Art. 16a GG wurde schließlich am 28.06.1993 durch Gesetz eingefügt. Gleichzeitig wurde durch Änderung des AsylVfG das Asylverfahren verkürzt, vereinfacht und beschleunigt. Auch Abschiebungen sind schneller möglich.
Das Asylrecht aus Art. 16a GG hat wie jedes Grundrecht einen Schutzbereich(B), in den eingeriffen werden kann (C), wobei dieser Eingriff, um Bestand zu haben, verfassungsmäßig gerechtfertigt sein muss (D).
B. Schutzbereich
I. Überlick Schutzbereich
Geschützt ist, wer politisch verfolgt wird.
Politisch verfolgt ist, wer „wegen seiner Rasse, Religion, Nationalität, Zugehörigkeit zu einer sozielen Gruppe oder wegen seiner politischen Überzeugung Verfolgungsmaßnahmen mit Gefahr für Leib oder Leben oder Beschränkungen seiner persönlichen Freiheit ausgesetzt ist oder solche Verfolgungsmaßnahmen begründet befürchtet“, BVerfGE 67, 184; v. Arnauld in v. Münch/Kunig, GGK I, 6. Aufl. 2012, Art. 16a Rn. 13.
Der Begriff der Verfolgung ist dabei eng zu fassen, Mannsen, § 30, Rn. 737.

**Zeilen zum Zeigen auf benannte Objekte:**

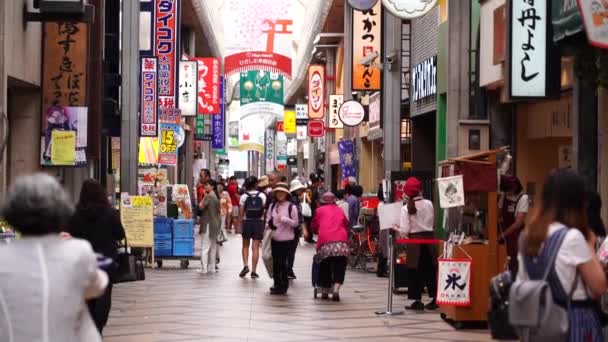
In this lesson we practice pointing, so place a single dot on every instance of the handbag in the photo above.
(128, 267)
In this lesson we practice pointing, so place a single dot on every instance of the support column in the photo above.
(391, 95)
(129, 95)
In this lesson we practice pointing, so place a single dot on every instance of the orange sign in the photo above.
(367, 40)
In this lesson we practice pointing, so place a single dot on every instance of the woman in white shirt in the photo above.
(563, 207)
(417, 222)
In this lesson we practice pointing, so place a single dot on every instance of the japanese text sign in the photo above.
(166, 38)
(367, 39)
(335, 101)
(528, 55)
(595, 19)
(316, 91)
(454, 282)
(188, 93)
(208, 85)
(149, 97)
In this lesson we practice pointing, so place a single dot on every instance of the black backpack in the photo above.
(254, 206)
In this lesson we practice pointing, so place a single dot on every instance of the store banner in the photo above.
(367, 42)
(187, 87)
(166, 48)
(346, 150)
(454, 282)
(335, 101)
(316, 91)
(270, 154)
(451, 192)
(289, 123)
(595, 18)
(209, 92)
(149, 97)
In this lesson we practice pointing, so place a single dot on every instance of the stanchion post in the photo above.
(391, 279)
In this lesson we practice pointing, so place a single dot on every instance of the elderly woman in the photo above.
(45, 281)
(331, 225)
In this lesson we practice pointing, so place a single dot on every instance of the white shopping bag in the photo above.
(267, 251)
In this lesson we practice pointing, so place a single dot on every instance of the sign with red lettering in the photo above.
(208, 85)
(149, 97)
(166, 39)
(316, 91)
(316, 128)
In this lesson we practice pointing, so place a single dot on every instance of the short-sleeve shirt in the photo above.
(252, 193)
(573, 252)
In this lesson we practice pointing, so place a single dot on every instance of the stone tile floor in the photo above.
(183, 306)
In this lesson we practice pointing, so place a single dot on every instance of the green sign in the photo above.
(261, 86)
(566, 19)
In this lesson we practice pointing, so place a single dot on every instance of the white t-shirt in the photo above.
(252, 193)
(573, 252)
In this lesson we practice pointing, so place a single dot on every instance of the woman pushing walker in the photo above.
(417, 221)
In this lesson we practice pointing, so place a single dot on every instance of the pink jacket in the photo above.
(330, 224)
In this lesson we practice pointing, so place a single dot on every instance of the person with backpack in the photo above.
(282, 218)
(560, 275)
(252, 204)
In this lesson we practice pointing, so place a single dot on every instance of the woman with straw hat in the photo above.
(282, 218)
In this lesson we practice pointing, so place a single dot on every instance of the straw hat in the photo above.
(281, 187)
(296, 185)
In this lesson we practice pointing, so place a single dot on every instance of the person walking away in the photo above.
(45, 281)
(417, 221)
(297, 190)
(331, 225)
(282, 218)
(98, 223)
(210, 227)
(252, 217)
(233, 219)
(576, 266)
(514, 210)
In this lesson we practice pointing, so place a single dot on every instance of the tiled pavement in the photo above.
(183, 306)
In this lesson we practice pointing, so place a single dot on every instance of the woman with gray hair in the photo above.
(45, 280)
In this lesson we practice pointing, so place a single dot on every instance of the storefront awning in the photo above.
(566, 19)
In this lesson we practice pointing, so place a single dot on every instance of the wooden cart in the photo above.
(488, 258)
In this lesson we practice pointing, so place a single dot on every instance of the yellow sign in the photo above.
(289, 125)
(137, 217)
(63, 147)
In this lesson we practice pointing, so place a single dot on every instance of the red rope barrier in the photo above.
(418, 241)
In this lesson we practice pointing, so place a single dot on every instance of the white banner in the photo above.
(451, 192)
(454, 282)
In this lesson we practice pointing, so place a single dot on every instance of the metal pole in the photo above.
(391, 279)
(129, 96)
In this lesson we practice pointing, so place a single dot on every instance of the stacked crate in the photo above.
(183, 237)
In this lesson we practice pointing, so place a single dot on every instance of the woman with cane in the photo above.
(417, 221)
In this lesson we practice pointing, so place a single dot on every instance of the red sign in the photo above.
(316, 91)
(257, 60)
(316, 128)
(208, 85)
(166, 34)
(149, 98)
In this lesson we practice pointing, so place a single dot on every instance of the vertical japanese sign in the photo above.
(289, 123)
(316, 91)
(166, 39)
(188, 93)
(208, 85)
(335, 101)
(64, 83)
(367, 40)
(169, 120)
(528, 54)
(149, 97)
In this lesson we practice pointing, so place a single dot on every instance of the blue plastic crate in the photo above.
(163, 248)
(163, 225)
(183, 247)
(183, 229)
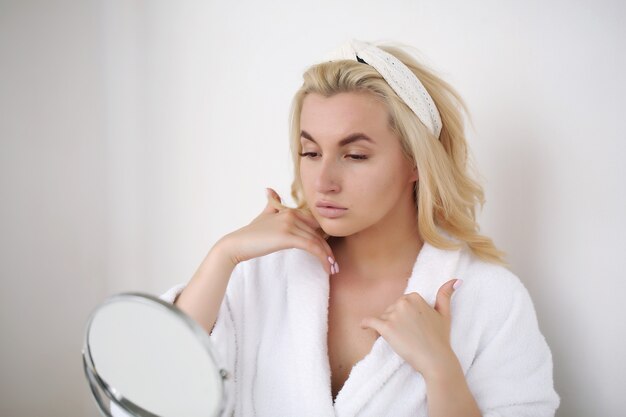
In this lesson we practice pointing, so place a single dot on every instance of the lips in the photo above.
(328, 204)
(329, 210)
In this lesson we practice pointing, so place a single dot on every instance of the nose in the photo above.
(327, 180)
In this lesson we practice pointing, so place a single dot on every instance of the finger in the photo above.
(323, 242)
(442, 304)
(274, 204)
(373, 323)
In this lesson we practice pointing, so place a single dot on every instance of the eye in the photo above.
(308, 154)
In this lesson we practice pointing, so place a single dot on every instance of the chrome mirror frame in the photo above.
(100, 388)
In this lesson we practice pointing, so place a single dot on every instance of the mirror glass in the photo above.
(145, 357)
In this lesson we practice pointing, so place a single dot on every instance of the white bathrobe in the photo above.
(271, 334)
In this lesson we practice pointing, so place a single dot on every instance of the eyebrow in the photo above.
(343, 142)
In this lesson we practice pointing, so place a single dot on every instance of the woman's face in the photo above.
(354, 161)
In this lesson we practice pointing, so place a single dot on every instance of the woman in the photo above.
(343, 306)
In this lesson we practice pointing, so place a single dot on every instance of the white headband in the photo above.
(399, 77)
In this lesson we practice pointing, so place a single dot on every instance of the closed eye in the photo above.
(314, 154)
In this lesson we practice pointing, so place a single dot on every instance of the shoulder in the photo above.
(491, 288)
(281, 263)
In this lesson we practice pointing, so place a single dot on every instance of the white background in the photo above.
(135, 134)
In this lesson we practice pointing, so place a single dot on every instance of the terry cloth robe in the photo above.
(271, 334)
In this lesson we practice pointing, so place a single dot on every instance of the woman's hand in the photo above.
(417, 332)
(278, 227)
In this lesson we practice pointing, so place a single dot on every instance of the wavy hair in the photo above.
(445, 194)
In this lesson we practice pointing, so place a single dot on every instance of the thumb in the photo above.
(442, 305)
(273, 201)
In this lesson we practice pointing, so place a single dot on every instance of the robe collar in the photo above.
(308, 300)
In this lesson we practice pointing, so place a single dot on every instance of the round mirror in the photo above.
(145, 357)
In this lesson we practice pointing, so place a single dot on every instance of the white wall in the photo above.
(134, 134)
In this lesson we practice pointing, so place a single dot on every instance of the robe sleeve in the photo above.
(224, 336)
(511, 374)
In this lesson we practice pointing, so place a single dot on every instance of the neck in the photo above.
(385, 250)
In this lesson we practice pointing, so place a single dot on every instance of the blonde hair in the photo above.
(445, 194)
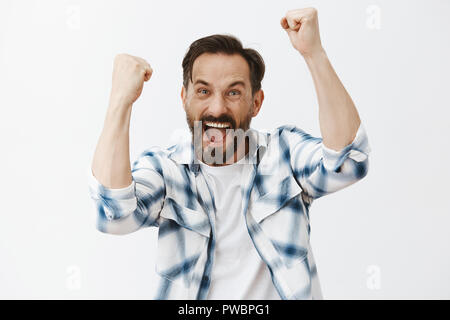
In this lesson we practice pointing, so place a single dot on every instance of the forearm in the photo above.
(111, 162)
(338, 116)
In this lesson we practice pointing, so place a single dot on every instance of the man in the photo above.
(232, 209)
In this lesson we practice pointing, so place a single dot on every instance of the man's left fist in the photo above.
(302, 27)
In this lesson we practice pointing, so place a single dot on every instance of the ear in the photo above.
(258, 99)
(183, 97)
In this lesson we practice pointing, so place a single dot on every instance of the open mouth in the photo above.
(215, 132)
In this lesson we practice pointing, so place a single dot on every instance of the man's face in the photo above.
(220, 96)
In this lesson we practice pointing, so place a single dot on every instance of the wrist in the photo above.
(315, 56)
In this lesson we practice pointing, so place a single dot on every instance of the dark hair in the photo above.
(227, 44)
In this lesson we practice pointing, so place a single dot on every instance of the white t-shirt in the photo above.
(238, 271)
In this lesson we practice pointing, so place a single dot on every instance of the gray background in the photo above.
(385, 237)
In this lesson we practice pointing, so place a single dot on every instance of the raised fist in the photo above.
(129, 74)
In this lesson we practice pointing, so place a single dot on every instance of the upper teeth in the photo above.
(217, 124)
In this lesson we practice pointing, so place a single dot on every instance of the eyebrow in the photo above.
(231, 84)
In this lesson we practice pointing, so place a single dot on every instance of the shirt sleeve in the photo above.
(321, 170)
(128, 209)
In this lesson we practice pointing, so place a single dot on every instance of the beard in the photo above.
(230, 140)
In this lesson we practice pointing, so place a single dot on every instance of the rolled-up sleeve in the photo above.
(128, 209)
(321, 170)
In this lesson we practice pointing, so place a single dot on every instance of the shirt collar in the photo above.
(183, 152)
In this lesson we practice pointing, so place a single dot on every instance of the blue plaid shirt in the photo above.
(290, 168)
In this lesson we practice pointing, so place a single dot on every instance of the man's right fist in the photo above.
(129, 74)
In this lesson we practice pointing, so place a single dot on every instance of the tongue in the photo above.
(215, 135)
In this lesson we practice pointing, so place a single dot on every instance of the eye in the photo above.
(234, 91)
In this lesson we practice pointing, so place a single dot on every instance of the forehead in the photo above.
(218, 68)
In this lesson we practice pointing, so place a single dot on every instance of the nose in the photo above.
(217, 106)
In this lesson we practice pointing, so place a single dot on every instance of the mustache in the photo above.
(222, 118)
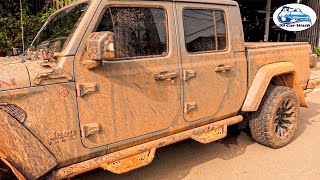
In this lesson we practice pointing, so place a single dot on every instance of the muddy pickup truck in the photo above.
(107, 82)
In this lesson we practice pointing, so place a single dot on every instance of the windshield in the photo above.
(57, 32)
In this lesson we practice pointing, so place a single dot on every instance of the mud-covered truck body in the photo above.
(106, 83)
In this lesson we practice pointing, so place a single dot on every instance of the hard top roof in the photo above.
(224, 2)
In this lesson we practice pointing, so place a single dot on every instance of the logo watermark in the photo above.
(294, 17)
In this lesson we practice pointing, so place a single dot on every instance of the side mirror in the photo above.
(100, 47)
(17, 51)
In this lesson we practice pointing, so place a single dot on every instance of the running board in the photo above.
(130, 163)
(123, 160)
(212, 135)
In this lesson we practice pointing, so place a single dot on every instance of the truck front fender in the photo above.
(21, 151)
(262, 80)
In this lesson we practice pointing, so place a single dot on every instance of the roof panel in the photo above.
(225, 2)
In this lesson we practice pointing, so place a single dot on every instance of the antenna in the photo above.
(22, 29)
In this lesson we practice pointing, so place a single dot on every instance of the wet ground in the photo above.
(236, 157)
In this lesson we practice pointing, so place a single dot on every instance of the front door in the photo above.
(214, 76)
(132, 96)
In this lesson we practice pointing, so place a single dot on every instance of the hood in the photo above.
(13, 73)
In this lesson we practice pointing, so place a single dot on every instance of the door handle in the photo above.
(222, 68)
(166, 75)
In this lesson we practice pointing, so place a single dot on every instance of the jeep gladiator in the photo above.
(107, 82)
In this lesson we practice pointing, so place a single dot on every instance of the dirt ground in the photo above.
(236, 157)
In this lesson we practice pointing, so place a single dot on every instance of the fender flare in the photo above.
(27, 157)
(262, 80)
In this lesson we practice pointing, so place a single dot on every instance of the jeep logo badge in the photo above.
(294, 17)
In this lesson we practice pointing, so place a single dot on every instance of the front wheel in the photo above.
(276, 120)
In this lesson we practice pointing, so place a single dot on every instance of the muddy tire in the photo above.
(276, 120)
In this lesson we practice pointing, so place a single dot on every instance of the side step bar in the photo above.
(203, 134)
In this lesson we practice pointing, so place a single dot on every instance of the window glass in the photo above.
(199, 30)
(221, 30)
(138, 31)
(57, 32)
(204, 30)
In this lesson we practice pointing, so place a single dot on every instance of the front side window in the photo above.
(57, 32)
(204, 30)
(139, 31)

**Gestellte Aufgabe 1:** Wann wurde laut dem Text zum Asylrecht Art. 16a GG eingefügt?
**Gestellte Aufgabe 2:** Führe den Text zum Asylrecht im Anschluss an seinen letzten Satz weiter.
Die Zeilen braucht es für die Bearbeitung nicht.

**Schriftliche Antwort 1:** Am 28.06.1993, durch Gesetz.

**Schriftliche Antwort 2:**
Verfolgung ist insoweit die „Beeinträchtigung von Rechtsgütern, die den betroffenen in eine ausweglose Lage bringt“, BVerfGE 74, 51. Dabei ist zu beachten, dass nicht jeder Eingriff in Rechte der Bürger, der nach deutscher Rechtslage verfassungswidrig wäre, ausreicht; es muss vielmehr auch die Menschenwürde beeinträchtigt sein, Mannsen, § 30, Rn. 737; Pieroth/Schlink, § 24, 927; BVerfGE 54, 341; 76, 143; 80, 321.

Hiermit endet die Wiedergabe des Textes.